2.11 National Progressivism

The more progressives focused on economic and social matters, the more they sought to increase their influence in national politics. Certain problems demanded national solutions. A patchwork of state regulations, for example, was not enough to curtail the power of the trusts, protect workers, or monitor the quality of consumer goods. Moreover, state and federal courts were often hostile to progressive goals, striking down as unconstitutional reform laws regulating working hours or setting minimum wages. With the beginning of a national movement, progressives could force the passage of laws less vulnerable to judicial veto or elect a president who could overhaul the federal judiciary through the appointment and confirmation of progressive-minded judges.

• Given information

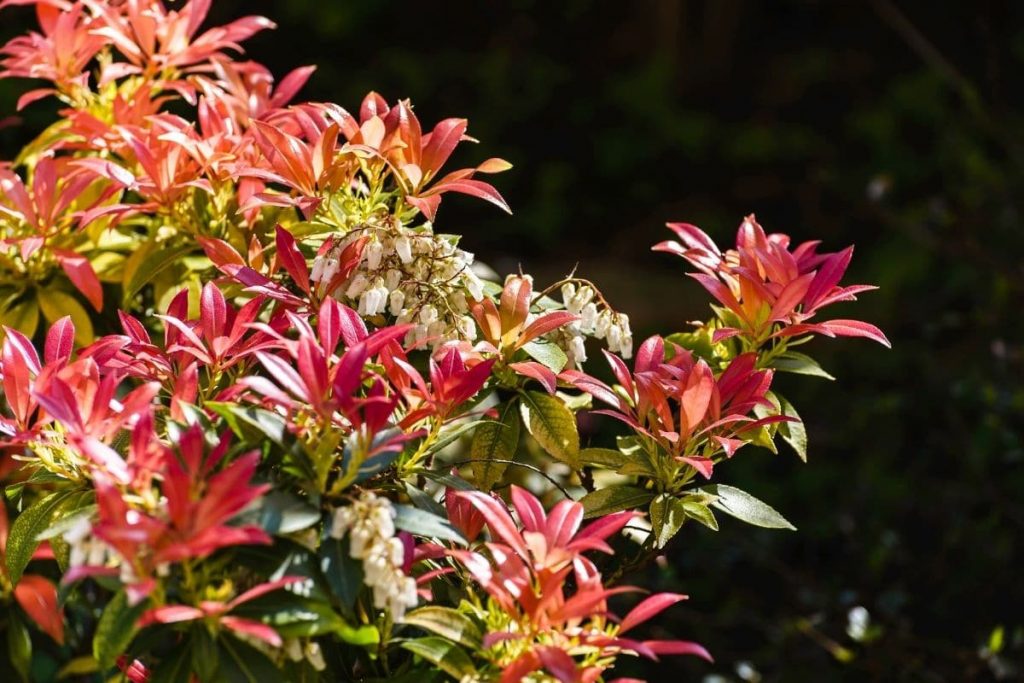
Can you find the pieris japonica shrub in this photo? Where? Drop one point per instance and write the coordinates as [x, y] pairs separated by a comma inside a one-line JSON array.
[[302, 453]]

• Exercise aim
Continue the passage on national progressivism from the point where it stops. The data has no connection to the passage on national progressivism.

• Exercise output
Targeting the Trusts

In one of the defining books of the Progressive Era, The Promise of American Life, Herbert Croly argued that because “the corrupt politician has usurped too much of the power which should be exercised by the people,” the “millionaire and the trust have appropriated too many of the economic opportunities formerly enjoyed by the people.” Croly and other reformers believed that wealth inequality eroded democracy and reformers had to win back for the people the power usurped by the moneyed trusts. But what exactly were these “trusts,” and why did it suddenly seem so important to reform them?1

In the late nineteenth and early twentieth centuries, a trust was a monopoly or cartel associated with the large corporations of the Gilded and Progressive Eras who entered into agreements—legal or otherwise—or consolidations to exercise exclusive control over a specific product or industry under the control of a single entity. Certain types of monopolies, specifically for intellectual property like copyrights, patents, trademarks, and trade secrets, are protected under the Constitution “to promote the progress of science and useful arts,” but for powerful entities to control entire national markets was something wholly new, and, for many Americans, wholly unsettling.

 

 

Illustration shows a “Standard Oil” storage tank as an octopus with many tentacles wrapped around the steel, copper, and shipping industries, as well as a state house, the U.S. Capitol, and one tentacle reaching for the White House. The only building not yet within reach of the octopus is the White House. 1904.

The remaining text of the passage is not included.